- Exercise passage:
This is a repository for my research, paper reading summaries/reviews, and relevant blog-like posts in markdown.
Some ideas and arbitrarily-ish chosen decisions.
Date | Day | Description | Task/Milestone |
---|---|---|---|
19/04/12 | Fri | Gather an example workload of HDF5 and implement HDF5 VOL Passthrough | Task |
19/04/15 | Mon | Gather additional bioinformatics use cases from Genomics Institute | Task |
19/04/19 | Fri | Have workloads working on HDF5 files on top of librados | Milestone |
19/05/03 | Fri | Have workloads working on HDF5 files on top of HDF5-RADOS interface | Milestone |
For Friday (05/03), I would like to have a naive/simple implementation of what Carlos had mentioned, where HDF5 VOL passes API calls to another HDF5 VOL server/endpoint which is closely integrated with RADOS (via objecter class/code) so that I can compare the overhead of using librados (just VOL call out to object store) and the overhead of the object store “incorporating” operations from an access library.

- Exercise:
Copy out the research notes in full, character for character, including the schedule table. Work from the research notes alone.

(Object grounding data in natural language)
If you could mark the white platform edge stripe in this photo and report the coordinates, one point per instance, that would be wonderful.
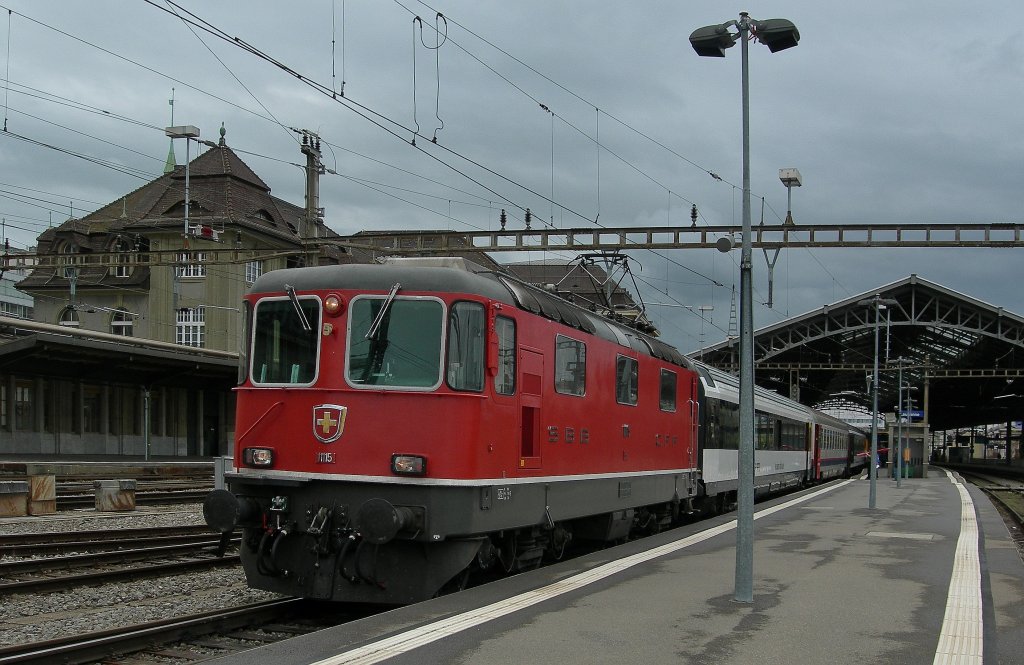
(410, 639)
(962, 637)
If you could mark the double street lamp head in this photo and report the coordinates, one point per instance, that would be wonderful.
(776, 34)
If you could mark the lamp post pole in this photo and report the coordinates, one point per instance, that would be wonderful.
(872, 492)
(744, 491)
(879, 303)
(712, 41)
(899, 425)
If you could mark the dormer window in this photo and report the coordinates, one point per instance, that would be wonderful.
(122, 258)
(68, 251)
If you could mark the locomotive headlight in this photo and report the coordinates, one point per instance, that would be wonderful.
(258, 456)
(333, 304)
(409, 464)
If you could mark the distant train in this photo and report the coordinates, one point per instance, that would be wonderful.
(402, 425)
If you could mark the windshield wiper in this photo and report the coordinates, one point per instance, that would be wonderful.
(290, 290)
(376, 325)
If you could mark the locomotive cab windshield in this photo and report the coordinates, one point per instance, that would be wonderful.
(285, 345)
(394, 342)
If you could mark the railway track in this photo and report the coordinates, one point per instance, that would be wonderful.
(157, 637)
(1007, 493)
(146, 553)
(34, 545)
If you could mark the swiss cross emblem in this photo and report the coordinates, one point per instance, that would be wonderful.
(329, 422)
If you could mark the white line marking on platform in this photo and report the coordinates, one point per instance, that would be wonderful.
(406, 641)
(962, 637)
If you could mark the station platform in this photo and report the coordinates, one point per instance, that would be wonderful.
(931, 575)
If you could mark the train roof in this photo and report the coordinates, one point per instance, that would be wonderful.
(723, 385)
(457, 275)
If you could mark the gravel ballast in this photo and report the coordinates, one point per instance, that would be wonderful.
(27, 618)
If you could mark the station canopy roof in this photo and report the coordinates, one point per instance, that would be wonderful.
(963, 360)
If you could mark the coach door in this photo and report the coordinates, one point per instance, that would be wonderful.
(531, 373)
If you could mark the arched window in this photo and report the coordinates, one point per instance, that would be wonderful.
(122, 323)
(69, 318)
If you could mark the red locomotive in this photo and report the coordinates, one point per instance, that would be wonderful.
(401, 425)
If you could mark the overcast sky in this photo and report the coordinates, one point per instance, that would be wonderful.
(583, 112)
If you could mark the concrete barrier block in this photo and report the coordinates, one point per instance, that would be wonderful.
(115, 496)
(42, 495)
(13, 498)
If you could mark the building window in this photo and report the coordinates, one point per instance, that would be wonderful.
(253, 271)
(190, 329)
(627, 380)
(190, 264)
(70, 272)
(123, 258)
(92, 405)
(25, 405)
(570, 366)
(122, 323)
(69, 318)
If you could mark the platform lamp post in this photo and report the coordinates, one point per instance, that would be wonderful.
(898, 466)
(879, 303)
(791, 178)
(711, 41)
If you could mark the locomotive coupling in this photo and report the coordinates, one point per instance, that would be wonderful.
(222, 510)
(379, 522)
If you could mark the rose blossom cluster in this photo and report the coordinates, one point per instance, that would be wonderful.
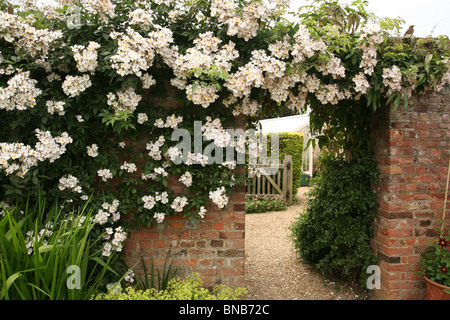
(69, 182)
(74, 85)
(26, 38)
(370, 34)
(392, 79)
(108, 210)
(18, 158)
(213, 130)
(31, 239)
(244, 23)
(118, 237)
(104, 8)
(135, 52)
(219, 197)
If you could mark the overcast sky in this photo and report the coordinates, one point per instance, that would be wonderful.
(428, 16)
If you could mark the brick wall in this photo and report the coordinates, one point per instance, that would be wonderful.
(412, 147)
(214, 247)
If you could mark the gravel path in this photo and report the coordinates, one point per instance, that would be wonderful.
(273, 271)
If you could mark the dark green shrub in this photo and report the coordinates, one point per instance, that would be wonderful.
(334, 231)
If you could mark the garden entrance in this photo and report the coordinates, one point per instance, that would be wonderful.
(120, 109)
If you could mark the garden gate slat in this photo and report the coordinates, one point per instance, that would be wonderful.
(275, 184)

- Answer below:
This is a repository for my research, paper reading summaries/reviews, and relevant blog-like posts in markdown.
Some ideas and arbitrarily-ish chosen decisions.
Date | Day | Description | Task/Milestone |
---|---|---|---|
19/04/12 | Fri | Gather an example workload of HDF5 and implement HDF5 VOL Passthrough | Task |
19/04/15 | Mon | Gather additional bioinformatics use cases from Genomics Institute | Task |
19/04/19 | Fri | Have workloads working on HDF5 files on top of librados | Milestone |
19/05/03 | Fri | Have workloads working on HDF5 files on top of HDF5-RADOS interface | Milestone |
For Friday (05/03), I would like to have a naive/simple implementation of what Carlos had mentioned, where HDF5 VOL passes API calls to another HDF5 VOL server/endpoint which is closely integrated with RADOS (via objecter class/code) so that I can compare the overhead of using librados (just VOL call out to object store) and the overhead of the object store “incorporating” operations from an access library.